◆ EXERCISE DIRECTIONS ◆
Starting at the beginning of the records and ending at the line containing "278], [407, 283]]", rewrite the lines with "conveyor leg support" replaced by "conveyor frame leg" and nothing else altered. Omit the pictures from your answer.

---------- PROVIDED RECORDS

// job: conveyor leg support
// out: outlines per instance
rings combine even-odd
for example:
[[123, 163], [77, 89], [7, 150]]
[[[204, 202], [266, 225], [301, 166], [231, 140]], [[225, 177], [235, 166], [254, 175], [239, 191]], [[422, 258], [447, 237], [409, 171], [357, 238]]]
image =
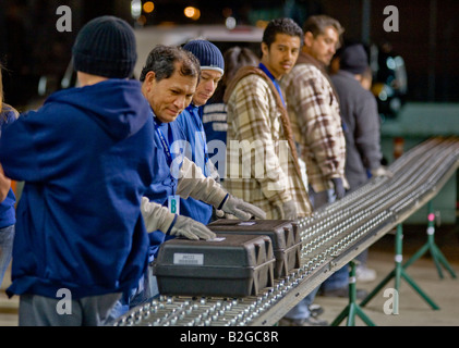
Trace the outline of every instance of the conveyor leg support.
[[435, 310], [439, 307], [419, 287], [418, 284], [407, 274], [404, 271], [406, 266], [401, 264], [402, 261], [402, 239], [403, 239], [403, 228], [401, 224], [397, 225], [396, 233], [396, 268], [381, 282], [373, 291], [371, 291], [360, 303], [361, 307], [364, 307], [370, 300], [394, 277], [395, 278], [395, 289], [398, 291], [400, 288], [400, 281], [403, 278], [407, 283]]
[[403, 269], [407, 269], [409, 265], [414, 263], [419, 258], [421, 258], [425, 252], [430, 251], [432, 259], [435, 262], [435, 266], [438, 272], [438, 276], [443, 278], [443, 272], [440, 265], [443, 265], [451, 275], [452, 278], [456, 278], [456, 273], [452, 268], [449, 265], [443, 252], [439, 250], [435, 244], [435, 213], [433, 210], [432, 201], [427, 204], [428, 215], [427, 215], [427, 241], [403, 264]]
[[347, 325], [355, 325], [355, 315], [358, 315], [366, 325], [376, 326], [372, 320], [363, 312], [362, 308], [357, 303], [357, 288], [355, 288], [355, 261], [349, 262], [349, 304], [341, 313], [333, 321], [331, 326], [338, 326], [346, 316], [348, 316]]

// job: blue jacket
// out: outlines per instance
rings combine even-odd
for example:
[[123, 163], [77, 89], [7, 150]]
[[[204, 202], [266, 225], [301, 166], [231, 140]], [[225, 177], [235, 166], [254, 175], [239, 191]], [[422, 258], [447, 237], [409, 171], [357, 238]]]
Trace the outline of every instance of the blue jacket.
[[[3, 128], [16, 121], [14, 112], [12, 110], [5, 110], [0, 113], [0, 134], [3, 132]], [[16, 203], [16, 197], [14, 196], [13, 190], [10, 188], [7, 197], [0, 203], [0, 228], [4, 228], [11, 225], [14, 225], [16, 222], [16, 210], [14, 204]]]
[[25, 181], [13, 247], [13, 294], [72, 299], [129, 291], [147, 264], [141, 199], [156, 148], [135, 80], [51, 95], [5, 127], [0, 162]]
[[[185, 150], [185, 156], [201, 167], [205, 176], [208, 176], [207, 139], [201, 120], [201, 109], [190, 104], [174, 122], [183, 129], [185, 139], [190, 144], [190, 147]], [[181, 199], [180, 214], [207, 225], [212, 217], [212, 206], [191, 197]]]
[[[177, 159], [177, 154], [181, 152], [180, 148], [176, 146], [181, 146], [181, 141], [184, 139], [184, 134], [180, 129], [177, 122], [161, 123], [153, 114], [153, 111], [149, 111], [149, 116], [154, 120], [154, 139], [155, 146], [158, 148], [156, 165], [154, 167], [155, 183], [150, 185], [145, 192], [145, 197], [149, 201], [159, 203], [164, 207], [168, 207], [168, 197], [176, 195], [177, 192], [177, 175], [172, 175], [171, 166], [179, 169], [181, 162]], [[162, 142], [161, 137], [166, 142]], [[169, 149], [171, 158], [168, 159], [166, 154], [166, 148]], [[177, 164], [176, 164], [177, 163]], [[160, 245], [170, 236], [166, 236], [161, 231], [148, 231], [149, 238], [149, 260], [152, 261], [159, 251]]]

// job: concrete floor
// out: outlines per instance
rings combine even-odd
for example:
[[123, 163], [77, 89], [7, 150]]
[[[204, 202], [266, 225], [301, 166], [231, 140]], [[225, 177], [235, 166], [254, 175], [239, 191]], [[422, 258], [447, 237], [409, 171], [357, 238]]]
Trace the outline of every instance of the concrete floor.
[[[403, 261], [407, 261], [426, 240], [425, 226], [403, 226]], [[457, 228], [452, 225], [438, 227], [435, 241], [459, 276]], [[377, 279], [372, 283], [358, 283], [358, 288], [372, 291], [394, 270], [394, 243], [395, 236], [389, 233], [370, 248], [369, 266], [377, 271]], [[401, 279], [398, 314], [385, 314], [385, 302], [390, 298], [384, 297], [384, 291], [395, 286], [394, 279], [390, 279], [362, 308], [364, 313], [378, 326], [459, 326], [459, 278], [452, 278], [446, 270], [443, 271], [444, 278], [440, 278], [428, 252], [407, 269], [408, 275], [439, 307], [438, 310], [432, 309], [404, 279]], [[8, 299], [4, 294], [9, 279], [10, 273], [7, 274], [0, 291], [0, 326], [17, 326], [19, 297]], [[325, 312], [322, 318], [329, 322], [333, 322], [348, 304], [346, 298], [316, 297], [315, 302], [324, 307]], [[346, 325], [346, 319], [341, 325]], [[365, 324], [355, 316], [355, 325]]]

--------------------

◆ THE ANSWER ◆
// job: conveyor frame leg
// out: outlines per instance
rings combine even-odd
for example:
[[123, 163], [77, 89], [7, 150]]
[[[204, 202], [266, 225], [301, 166], [231, 140]], [[225, 177], [235, 166], [254, 175], [239, 191]], [[422, 258], [447, 237], [409, 171], [357, 238]]]
image =
Trace the outline of every instance of the conveyor frame leg.
[[435, 310], [439, 307], [419, 287], [418, 284], [407, 274], [404, 271], [406, 266], [401, 264], [402, 261], [402, 239], [403, 239], [403, 228], [401, 224], [397, 225], [396, 233], [396, 268], [381, 282], [373, 291], [371, 291], [360, 303], [361, 307], [364, 307], [370, 300], [394, 277], [395, 278], [395, 289], [398, 291], [400, 288], [400, 281], [403, 278], [407, 283]]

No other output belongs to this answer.